> What to produce
Rewrite the material from the line with "Find the stubble" to the line with "319], [505, 320]]]", putting "facial stubble" wherever "stubble beard" appears and leaving everything else unchanged.
>> begin Data supplied
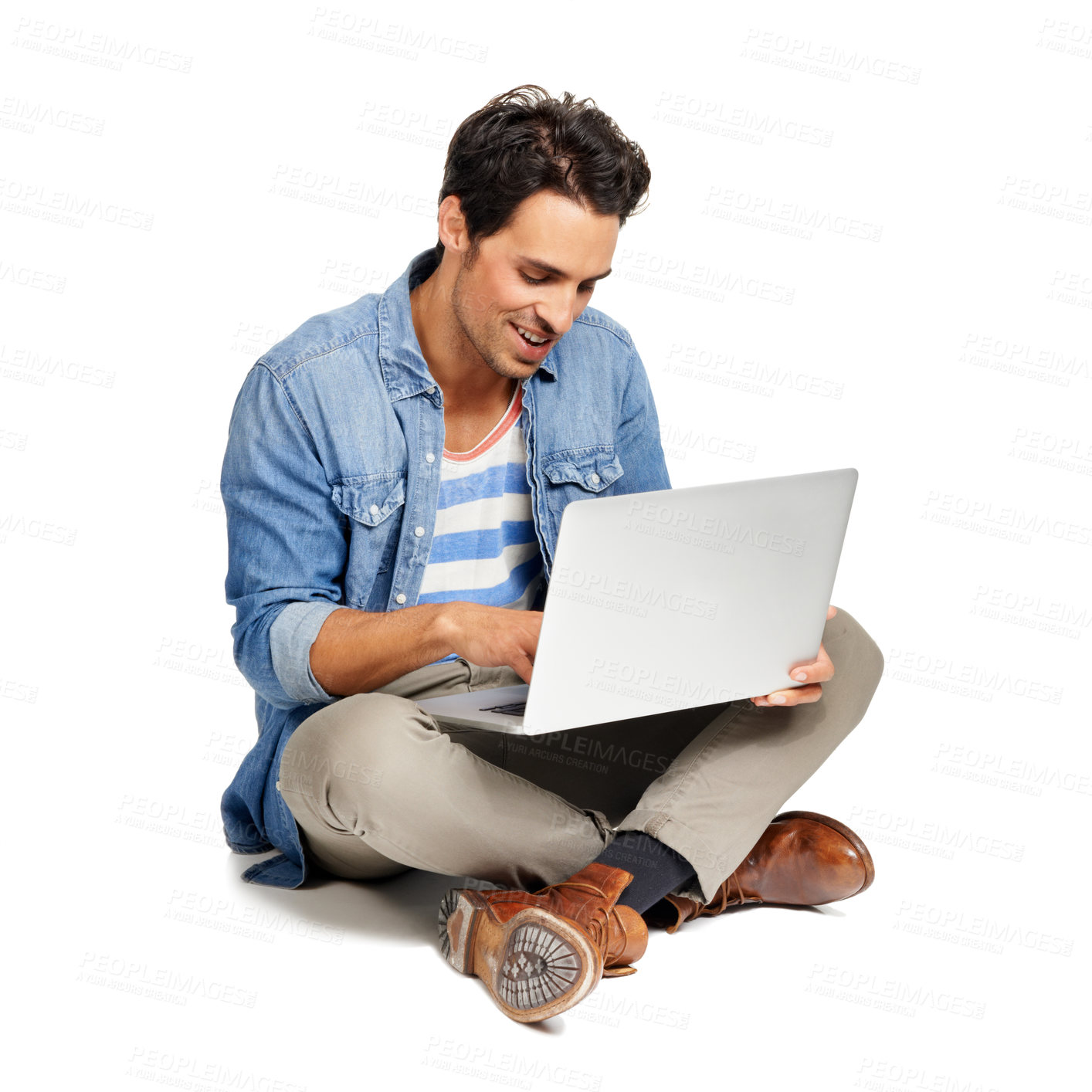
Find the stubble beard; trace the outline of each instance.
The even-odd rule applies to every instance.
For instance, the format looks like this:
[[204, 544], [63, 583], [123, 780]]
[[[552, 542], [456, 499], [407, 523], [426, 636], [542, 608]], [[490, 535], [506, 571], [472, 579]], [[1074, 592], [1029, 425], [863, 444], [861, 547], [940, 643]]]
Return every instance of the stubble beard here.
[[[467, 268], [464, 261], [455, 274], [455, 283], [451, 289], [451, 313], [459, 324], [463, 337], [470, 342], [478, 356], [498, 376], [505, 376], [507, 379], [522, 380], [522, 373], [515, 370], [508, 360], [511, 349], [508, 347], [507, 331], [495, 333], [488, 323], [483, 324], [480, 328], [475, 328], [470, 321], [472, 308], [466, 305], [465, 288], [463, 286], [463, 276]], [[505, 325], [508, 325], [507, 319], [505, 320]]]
>> end Data supplied
>> begin Data supplied
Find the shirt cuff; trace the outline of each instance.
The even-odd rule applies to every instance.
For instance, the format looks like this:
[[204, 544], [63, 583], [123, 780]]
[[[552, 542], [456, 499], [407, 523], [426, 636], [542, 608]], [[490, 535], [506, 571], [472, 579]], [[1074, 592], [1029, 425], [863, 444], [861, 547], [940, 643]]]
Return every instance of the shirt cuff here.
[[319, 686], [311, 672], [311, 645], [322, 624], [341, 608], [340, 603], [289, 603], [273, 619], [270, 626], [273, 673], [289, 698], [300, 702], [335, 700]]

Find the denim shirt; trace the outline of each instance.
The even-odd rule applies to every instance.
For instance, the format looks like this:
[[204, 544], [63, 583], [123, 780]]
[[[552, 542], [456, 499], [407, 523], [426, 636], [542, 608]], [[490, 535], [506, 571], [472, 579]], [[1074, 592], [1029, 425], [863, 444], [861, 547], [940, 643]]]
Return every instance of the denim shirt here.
>> end Data supplied
> Correct response
Find the facial stubble; trace the outline of each instance.
The even-odd rule applies to every instance.
For instance, the format looks like this:
[[204, 544], [63, 583], [123, 780]]
[[[552, 542], [456, 499], [407, 523], [426, 636], [542, 608]], [[490, 535], [506, 571], [472, 579]], [[1074, 592], [1029, 425], [863, 444], [861, 547], [940, 643]]]
Return every instance of the facial stubble here.
[[[467, 268], [464, 261], [455, 274], [455, 283], [451, 289], [451, 313], [459, 324], [463, 337], [470, 342], [478, 356], [498, 376], [505, 376], [507, 379], [522, 380], [522, 373], [515, 370], [508, 360], [511, 349], [508, 347], [507, 331], [495, 333], [488, 323], [483, 324], [480, 328], [475, 328], [470, 321], [472, 308], [466, 305], [465, 288], [463, 286], [463, 276]], [[505, 325], [508, 325], [507, 319], [505, 320]]]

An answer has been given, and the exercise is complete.